▶ CHALLENGE:
Please quote the items below word for word, beginning at the line that contains "of the drawer" and stopping after the line that contains "[466, 1111]".
▼
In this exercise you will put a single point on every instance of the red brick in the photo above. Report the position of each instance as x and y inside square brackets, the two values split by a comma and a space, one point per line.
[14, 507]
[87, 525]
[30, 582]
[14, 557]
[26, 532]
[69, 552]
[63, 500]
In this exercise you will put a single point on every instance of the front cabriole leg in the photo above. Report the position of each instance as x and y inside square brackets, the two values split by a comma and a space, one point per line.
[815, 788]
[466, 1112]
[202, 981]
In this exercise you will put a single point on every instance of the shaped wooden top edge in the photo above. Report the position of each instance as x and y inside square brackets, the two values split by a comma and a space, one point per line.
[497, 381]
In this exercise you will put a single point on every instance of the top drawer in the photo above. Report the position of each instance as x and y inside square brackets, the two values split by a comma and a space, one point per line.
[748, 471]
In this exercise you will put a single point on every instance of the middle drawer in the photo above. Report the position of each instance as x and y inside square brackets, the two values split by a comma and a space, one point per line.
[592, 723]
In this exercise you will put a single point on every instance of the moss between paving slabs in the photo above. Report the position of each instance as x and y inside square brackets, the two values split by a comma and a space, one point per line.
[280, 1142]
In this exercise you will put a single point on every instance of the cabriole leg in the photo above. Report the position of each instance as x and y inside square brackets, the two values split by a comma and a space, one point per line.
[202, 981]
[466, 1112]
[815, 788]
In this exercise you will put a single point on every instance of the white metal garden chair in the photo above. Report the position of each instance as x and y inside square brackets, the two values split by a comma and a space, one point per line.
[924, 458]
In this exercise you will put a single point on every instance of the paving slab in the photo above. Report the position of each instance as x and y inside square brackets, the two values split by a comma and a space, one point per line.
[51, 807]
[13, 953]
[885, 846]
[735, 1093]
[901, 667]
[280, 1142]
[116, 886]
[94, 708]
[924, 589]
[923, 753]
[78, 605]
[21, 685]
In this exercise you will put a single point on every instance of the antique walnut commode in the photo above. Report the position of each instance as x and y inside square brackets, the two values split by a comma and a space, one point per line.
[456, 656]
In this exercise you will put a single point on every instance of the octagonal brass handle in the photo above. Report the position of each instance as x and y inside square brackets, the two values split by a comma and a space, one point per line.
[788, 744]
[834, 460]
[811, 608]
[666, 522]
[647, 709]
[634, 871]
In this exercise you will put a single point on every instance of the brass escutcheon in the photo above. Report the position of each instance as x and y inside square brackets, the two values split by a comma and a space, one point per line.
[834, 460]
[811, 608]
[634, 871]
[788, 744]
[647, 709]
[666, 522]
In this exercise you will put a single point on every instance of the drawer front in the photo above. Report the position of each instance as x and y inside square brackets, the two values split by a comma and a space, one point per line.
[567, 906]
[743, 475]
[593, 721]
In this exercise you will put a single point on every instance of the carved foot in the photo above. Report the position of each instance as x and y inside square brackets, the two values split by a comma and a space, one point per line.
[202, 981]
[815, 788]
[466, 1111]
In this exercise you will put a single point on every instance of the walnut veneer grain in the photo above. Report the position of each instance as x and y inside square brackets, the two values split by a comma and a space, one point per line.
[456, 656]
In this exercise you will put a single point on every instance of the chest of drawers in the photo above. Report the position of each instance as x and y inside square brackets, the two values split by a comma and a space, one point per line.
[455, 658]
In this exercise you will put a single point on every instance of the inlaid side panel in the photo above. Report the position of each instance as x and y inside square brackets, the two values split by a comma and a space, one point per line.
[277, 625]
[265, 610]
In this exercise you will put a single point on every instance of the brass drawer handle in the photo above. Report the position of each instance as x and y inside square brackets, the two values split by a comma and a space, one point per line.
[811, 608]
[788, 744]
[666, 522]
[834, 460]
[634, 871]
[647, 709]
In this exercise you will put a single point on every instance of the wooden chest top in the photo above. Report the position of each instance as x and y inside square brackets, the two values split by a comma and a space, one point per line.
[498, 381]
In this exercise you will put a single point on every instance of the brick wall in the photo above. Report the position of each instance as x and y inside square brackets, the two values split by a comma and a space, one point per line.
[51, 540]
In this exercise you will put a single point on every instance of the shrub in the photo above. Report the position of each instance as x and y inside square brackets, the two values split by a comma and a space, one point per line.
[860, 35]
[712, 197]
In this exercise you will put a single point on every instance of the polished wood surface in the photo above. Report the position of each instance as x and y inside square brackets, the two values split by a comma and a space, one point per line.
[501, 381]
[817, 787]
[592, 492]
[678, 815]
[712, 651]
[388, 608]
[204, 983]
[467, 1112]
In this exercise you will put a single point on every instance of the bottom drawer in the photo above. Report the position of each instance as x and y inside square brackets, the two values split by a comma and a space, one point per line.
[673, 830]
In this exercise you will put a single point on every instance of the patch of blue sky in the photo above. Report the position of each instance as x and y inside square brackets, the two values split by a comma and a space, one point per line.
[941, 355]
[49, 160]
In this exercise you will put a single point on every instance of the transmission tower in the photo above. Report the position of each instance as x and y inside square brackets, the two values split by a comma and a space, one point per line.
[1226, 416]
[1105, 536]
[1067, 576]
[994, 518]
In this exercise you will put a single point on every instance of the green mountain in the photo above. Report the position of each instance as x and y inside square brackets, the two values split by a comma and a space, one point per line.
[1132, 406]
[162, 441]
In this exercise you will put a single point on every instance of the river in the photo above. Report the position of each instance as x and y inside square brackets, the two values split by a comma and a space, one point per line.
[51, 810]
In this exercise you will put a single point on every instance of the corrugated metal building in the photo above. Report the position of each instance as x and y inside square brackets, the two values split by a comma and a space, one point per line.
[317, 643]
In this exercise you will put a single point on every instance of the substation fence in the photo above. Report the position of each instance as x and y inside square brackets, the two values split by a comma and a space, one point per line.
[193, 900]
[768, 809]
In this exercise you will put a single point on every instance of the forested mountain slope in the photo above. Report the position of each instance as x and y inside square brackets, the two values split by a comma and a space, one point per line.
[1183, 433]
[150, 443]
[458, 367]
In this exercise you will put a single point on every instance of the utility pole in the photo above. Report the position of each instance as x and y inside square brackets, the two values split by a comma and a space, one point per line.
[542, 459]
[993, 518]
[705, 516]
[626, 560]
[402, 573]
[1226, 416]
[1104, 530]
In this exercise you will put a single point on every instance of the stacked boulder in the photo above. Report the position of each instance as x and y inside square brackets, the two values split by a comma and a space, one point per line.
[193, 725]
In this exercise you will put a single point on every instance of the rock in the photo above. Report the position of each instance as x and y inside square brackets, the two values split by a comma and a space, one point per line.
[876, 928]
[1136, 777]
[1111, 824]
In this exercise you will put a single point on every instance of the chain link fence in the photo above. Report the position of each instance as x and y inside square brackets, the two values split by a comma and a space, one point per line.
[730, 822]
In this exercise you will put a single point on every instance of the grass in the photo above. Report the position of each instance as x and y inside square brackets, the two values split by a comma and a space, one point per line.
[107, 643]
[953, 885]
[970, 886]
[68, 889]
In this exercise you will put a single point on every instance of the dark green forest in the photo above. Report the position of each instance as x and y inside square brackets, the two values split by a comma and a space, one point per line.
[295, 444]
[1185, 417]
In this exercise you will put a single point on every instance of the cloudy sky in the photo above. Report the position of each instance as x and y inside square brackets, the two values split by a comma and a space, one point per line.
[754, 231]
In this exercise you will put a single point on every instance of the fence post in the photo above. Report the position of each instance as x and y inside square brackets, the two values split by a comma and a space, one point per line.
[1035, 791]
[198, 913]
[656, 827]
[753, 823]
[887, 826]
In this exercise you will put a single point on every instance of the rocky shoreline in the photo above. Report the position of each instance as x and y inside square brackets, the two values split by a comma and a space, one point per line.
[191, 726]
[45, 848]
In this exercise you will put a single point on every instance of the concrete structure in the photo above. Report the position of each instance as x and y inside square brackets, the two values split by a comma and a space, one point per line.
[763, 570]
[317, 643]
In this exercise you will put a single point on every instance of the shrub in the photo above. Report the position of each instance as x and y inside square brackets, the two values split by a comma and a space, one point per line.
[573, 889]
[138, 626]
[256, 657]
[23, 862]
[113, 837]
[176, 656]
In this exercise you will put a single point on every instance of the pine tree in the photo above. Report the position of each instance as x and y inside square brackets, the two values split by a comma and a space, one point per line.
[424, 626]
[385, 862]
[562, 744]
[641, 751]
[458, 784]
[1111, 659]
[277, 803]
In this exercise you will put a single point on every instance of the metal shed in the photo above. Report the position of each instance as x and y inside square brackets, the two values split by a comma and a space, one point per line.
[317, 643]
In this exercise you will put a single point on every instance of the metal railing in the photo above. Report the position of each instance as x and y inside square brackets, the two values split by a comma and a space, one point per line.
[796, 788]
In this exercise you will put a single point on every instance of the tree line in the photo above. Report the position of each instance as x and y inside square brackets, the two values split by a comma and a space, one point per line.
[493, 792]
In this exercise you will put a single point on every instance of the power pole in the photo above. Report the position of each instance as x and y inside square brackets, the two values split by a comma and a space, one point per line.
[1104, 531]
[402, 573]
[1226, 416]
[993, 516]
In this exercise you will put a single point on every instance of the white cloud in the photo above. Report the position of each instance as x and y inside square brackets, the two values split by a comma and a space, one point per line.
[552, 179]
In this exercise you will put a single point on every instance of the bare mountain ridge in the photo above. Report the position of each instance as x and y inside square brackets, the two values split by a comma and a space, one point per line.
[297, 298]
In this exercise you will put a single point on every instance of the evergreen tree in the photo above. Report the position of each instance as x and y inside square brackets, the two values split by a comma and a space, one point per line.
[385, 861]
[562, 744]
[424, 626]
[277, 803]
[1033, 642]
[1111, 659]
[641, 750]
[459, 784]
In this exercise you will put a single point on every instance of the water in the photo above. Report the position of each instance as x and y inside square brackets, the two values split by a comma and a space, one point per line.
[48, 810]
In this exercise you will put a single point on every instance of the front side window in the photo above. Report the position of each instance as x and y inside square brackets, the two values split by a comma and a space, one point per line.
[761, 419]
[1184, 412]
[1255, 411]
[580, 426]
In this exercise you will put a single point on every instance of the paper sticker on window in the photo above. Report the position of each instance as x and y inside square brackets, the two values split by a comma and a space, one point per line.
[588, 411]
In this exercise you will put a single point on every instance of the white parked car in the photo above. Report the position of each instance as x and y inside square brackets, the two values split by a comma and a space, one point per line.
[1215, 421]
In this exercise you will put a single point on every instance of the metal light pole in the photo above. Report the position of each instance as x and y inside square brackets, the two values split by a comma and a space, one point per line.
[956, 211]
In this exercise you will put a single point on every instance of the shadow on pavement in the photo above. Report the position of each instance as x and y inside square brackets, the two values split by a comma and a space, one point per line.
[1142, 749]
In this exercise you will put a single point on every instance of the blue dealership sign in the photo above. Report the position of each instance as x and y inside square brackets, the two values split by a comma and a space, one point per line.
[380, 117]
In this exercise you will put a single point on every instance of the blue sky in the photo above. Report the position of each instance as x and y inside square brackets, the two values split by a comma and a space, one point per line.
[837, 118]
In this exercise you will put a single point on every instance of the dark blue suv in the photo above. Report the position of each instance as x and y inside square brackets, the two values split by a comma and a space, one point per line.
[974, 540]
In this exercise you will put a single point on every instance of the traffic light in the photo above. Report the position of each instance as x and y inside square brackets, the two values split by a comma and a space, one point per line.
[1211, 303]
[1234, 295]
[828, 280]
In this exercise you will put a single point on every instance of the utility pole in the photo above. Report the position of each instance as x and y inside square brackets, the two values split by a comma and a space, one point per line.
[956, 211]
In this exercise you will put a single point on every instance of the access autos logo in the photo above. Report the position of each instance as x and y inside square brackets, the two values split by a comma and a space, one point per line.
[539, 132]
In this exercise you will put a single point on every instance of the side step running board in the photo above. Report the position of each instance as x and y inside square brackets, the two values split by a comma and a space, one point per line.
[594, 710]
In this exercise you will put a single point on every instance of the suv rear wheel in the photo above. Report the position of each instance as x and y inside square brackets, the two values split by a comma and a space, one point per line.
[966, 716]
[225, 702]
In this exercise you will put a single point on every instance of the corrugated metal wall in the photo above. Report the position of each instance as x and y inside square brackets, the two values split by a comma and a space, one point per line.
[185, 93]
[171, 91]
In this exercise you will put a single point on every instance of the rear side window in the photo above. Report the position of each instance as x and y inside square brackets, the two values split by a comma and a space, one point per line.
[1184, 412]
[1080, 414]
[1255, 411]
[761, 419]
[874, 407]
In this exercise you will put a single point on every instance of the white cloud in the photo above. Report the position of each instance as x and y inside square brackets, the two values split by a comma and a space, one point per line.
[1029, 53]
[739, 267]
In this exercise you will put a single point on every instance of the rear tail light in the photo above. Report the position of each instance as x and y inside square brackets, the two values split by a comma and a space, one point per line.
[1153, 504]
▲
▶ FULL ANSWER:
In this exercise you will put a single point on every instance of the drawer front in the photo above. Report the position of each instance as x and y inside square brackets, the two values split by a comma and a space, one point per line.
[567, 906]
[743, 475]
[593, 721]
In this exercise you will put a single point on every instance of the carved foot in the photo above. Report the position of each instance as x and y inside square brackets, the two values split by a comma and a space, one point per line.
[202, 981]
[815, 788]
[466, 1111]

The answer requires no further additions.